OBJECTIVE >> List every line below that contains the word "window".

Collected data entries:
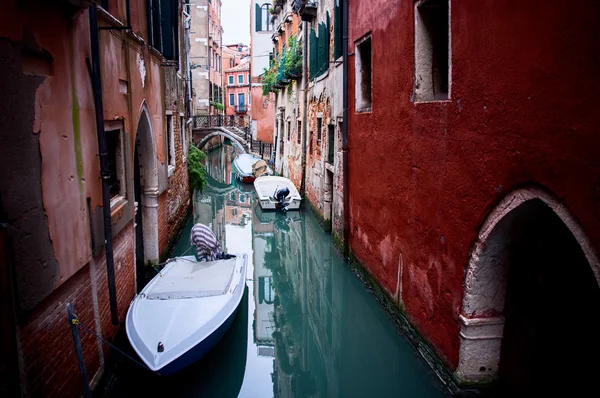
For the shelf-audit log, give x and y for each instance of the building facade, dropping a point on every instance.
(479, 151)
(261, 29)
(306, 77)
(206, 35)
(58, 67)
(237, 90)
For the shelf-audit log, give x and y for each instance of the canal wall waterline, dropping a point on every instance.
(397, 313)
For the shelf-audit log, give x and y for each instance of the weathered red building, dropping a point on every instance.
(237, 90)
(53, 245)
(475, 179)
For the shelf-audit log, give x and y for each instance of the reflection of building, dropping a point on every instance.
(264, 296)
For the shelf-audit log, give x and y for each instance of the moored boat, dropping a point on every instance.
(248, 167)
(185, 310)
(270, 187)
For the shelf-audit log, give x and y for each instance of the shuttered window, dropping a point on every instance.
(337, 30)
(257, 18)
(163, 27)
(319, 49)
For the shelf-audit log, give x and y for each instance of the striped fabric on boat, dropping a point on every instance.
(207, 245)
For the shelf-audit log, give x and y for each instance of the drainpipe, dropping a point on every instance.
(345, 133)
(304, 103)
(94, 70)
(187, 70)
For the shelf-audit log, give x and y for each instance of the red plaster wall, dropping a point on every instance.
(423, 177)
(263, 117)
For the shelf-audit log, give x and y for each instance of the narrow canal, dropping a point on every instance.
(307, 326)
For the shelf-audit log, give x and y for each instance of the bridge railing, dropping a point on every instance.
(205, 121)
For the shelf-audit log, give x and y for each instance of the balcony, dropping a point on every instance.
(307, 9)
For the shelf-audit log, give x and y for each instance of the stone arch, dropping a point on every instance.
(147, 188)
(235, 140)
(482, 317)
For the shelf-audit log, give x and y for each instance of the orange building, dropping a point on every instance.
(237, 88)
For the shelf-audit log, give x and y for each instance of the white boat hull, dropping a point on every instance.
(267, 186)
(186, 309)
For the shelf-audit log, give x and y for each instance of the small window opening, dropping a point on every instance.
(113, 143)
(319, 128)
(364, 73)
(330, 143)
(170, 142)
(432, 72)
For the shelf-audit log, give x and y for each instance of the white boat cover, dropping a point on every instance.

* * *

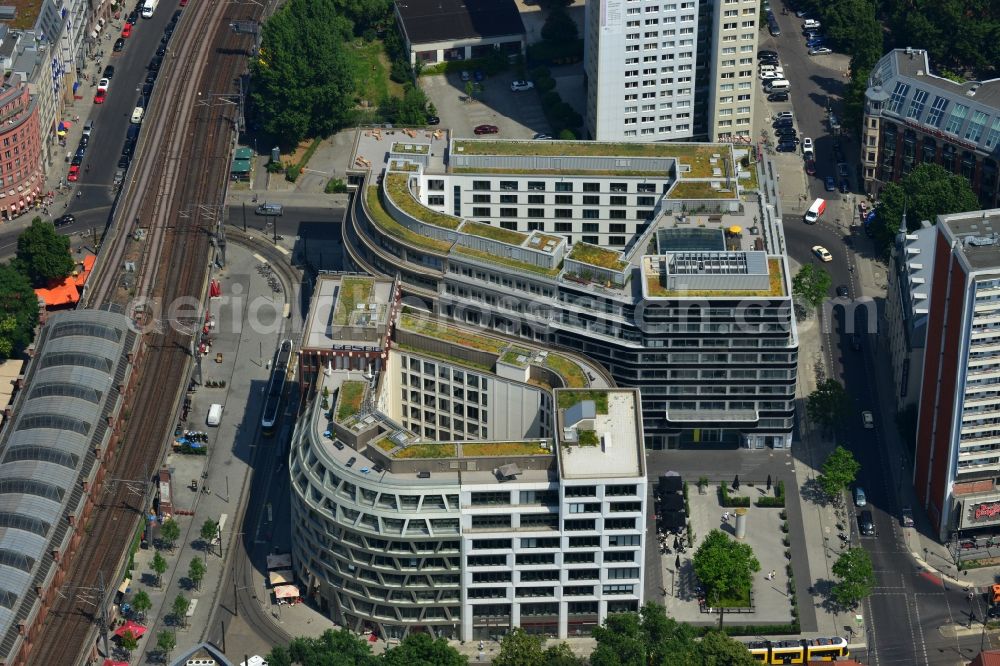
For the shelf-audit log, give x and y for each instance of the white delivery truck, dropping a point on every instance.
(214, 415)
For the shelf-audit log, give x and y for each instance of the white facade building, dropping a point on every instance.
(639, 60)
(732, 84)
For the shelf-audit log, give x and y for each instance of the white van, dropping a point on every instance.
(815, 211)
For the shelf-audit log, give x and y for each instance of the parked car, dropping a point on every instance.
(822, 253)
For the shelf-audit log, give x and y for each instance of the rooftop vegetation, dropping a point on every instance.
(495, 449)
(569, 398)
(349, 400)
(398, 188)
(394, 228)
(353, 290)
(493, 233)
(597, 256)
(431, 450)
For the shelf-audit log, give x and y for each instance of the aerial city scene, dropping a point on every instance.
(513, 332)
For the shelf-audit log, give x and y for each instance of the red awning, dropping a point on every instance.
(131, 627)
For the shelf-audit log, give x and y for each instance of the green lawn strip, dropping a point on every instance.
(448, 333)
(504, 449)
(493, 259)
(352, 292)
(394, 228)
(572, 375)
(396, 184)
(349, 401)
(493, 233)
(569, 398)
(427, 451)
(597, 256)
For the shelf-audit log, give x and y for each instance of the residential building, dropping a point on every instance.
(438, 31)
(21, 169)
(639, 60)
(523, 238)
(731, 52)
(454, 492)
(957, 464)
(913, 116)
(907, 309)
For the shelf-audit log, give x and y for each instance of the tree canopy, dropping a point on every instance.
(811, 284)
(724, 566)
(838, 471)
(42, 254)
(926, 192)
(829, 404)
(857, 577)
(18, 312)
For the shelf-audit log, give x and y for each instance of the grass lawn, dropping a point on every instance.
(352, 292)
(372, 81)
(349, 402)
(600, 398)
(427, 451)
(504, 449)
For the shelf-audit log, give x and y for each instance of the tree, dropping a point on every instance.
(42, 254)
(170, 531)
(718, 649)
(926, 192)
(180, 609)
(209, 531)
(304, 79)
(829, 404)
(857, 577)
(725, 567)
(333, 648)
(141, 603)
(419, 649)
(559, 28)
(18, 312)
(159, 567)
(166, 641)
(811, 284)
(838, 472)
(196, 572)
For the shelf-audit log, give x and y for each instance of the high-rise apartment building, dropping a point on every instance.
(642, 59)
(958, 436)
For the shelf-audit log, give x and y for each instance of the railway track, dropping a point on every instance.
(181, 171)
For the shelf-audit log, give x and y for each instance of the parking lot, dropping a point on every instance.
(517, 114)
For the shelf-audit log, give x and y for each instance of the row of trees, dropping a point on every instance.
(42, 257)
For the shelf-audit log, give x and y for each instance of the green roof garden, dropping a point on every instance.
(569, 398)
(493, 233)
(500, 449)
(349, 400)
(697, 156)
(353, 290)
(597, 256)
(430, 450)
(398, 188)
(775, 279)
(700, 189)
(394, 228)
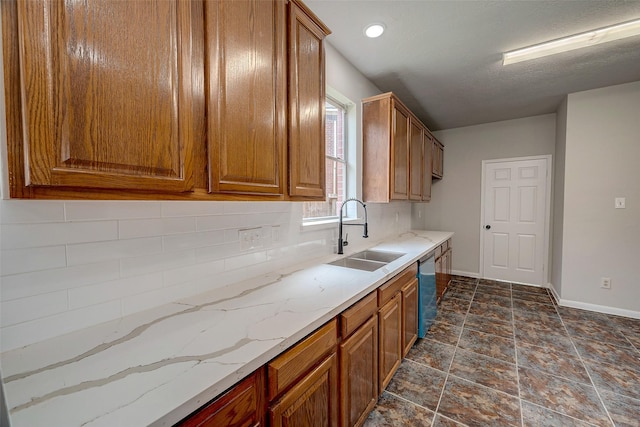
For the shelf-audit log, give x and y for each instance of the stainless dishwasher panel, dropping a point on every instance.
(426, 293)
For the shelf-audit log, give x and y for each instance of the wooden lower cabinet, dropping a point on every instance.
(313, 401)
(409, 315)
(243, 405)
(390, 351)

==

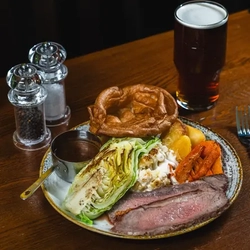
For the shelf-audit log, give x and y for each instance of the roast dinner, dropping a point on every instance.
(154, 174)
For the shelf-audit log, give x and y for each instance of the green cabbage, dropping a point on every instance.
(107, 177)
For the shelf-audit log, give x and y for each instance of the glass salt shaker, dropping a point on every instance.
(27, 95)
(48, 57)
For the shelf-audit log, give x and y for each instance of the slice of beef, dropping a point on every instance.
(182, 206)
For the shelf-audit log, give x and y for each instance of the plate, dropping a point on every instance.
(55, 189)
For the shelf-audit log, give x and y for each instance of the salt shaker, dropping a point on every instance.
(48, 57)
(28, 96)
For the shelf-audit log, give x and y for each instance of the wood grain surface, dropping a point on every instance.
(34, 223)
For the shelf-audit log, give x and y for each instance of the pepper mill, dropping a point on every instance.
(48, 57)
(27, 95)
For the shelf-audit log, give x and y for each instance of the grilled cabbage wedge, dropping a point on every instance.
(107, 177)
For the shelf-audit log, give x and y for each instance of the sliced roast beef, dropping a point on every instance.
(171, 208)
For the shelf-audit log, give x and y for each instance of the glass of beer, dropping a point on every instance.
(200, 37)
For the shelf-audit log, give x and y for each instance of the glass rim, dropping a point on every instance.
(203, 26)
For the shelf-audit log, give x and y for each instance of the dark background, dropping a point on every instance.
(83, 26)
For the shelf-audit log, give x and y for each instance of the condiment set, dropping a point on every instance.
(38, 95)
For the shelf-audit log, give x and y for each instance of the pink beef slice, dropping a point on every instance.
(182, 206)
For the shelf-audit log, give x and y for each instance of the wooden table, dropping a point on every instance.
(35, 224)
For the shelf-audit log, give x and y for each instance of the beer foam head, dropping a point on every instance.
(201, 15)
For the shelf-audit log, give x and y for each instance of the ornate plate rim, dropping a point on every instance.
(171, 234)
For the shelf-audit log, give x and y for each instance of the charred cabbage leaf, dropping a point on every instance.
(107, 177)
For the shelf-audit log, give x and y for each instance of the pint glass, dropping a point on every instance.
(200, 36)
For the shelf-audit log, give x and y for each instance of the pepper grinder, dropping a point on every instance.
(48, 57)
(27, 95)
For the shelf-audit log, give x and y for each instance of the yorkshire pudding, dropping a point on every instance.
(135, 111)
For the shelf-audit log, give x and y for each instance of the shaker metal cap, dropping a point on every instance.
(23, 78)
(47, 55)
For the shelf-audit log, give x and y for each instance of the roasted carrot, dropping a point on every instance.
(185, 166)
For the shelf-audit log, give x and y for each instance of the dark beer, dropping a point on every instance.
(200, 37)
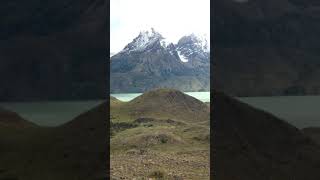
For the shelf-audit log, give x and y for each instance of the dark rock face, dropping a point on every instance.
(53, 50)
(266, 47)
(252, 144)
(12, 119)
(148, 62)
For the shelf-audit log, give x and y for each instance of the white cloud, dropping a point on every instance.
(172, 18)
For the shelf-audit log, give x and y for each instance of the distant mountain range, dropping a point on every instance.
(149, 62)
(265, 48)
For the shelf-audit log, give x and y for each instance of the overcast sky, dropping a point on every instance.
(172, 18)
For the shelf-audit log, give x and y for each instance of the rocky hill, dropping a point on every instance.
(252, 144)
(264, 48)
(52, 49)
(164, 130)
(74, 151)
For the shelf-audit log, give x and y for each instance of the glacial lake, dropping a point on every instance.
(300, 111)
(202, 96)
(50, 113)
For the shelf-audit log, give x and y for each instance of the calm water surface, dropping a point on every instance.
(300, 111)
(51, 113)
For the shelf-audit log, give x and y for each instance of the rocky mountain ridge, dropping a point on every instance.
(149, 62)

FINAL RESULT >>
For the shelf-audit log, give x and y for each instance of the shuttered window, dropping a point on every instance.
For the shelf-audit log, give x and y for each instance of the small window opening, dropping a point on every instance.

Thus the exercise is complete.